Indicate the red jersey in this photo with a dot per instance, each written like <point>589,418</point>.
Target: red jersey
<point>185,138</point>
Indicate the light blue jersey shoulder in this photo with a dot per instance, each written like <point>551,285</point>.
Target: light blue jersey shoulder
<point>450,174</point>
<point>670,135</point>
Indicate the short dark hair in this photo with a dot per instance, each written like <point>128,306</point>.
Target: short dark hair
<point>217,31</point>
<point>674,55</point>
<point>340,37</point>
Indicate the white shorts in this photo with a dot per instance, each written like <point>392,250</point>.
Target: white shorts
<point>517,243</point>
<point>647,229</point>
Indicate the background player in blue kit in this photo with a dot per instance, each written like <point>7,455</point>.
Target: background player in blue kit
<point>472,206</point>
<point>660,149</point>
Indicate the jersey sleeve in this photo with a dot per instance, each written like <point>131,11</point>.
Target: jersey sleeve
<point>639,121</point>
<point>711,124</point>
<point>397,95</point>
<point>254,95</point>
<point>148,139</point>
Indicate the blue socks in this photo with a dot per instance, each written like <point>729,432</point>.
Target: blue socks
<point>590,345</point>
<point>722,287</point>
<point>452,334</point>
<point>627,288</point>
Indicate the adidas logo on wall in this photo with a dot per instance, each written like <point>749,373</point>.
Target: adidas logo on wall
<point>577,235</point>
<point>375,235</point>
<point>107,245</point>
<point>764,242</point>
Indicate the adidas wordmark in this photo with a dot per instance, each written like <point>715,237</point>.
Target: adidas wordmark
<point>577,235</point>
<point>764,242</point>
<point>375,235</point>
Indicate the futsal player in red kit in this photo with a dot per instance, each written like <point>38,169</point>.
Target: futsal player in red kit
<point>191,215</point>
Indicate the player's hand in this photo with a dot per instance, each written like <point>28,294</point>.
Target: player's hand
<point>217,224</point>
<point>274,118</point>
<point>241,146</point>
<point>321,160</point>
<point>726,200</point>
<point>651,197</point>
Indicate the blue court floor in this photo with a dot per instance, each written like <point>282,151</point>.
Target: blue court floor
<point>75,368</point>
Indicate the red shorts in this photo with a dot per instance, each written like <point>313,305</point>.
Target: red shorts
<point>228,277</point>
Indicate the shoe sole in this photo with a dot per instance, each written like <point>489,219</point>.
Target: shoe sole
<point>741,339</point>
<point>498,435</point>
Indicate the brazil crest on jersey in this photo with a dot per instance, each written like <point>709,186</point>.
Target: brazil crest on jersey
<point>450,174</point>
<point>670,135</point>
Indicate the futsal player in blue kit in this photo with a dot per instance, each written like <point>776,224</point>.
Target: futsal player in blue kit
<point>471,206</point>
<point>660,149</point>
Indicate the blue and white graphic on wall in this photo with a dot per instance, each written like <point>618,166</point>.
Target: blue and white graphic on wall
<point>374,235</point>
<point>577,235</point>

- - - - - - -

Set task - Lay out the data from its start through the line containing "<point>627,288</point>" as a two-column CSV with the headers input and output, one row per text-and-answer pair. Put each text and its answer in a single quoted field, with line breaks replaced by spaces.

Exercise answer -
input,output
"Indicate the red jersey in this photo with a dot per instance, each written like <point>589,418</point>. Target: red jersey","<point>185,138</point>"
"Indicate the light blue jersey shoulder in this photo with a dot per instance, each written like <point>551,285</point>. Target: light blue jersey shoulder","<point>450,174</point> <point>670,135</point>"
"Indicate the short dark hair in this photo with a dot per instance, each written like <point>128,306</point>. Target: short dark hair","<point>217,31</point> <point>674,55</point> <point>340,37</point>"
"Indicate the white shorts in this photo with a dot per instance, each written like <point>392,250</point>. Target: white shorts","<point>517,243</point> <point>647,229</point>"
"Indicate the background player in blue kit in this photo with a dot per instance, each written like <point>7,455</point>. Target: background player in blue kit","<point>472,206</point> <point>660,149</point>"
"Indicate the jersey sleeve in this photo with a dot per instance, each written like <point>131,11</point>. Target: jersey sleeve","<point>639,121</point> <point>711,124</point> <point>397,95</point> <point>254,95</point> <point>148,139</point>"
"Indicate the blue socks in this photo with a dot per instance, each written like <point>729,432</point>. Target: blue socks","<point>590,345</point> <point>722,287</point> <point>452,334</point> <point>627,288</point>"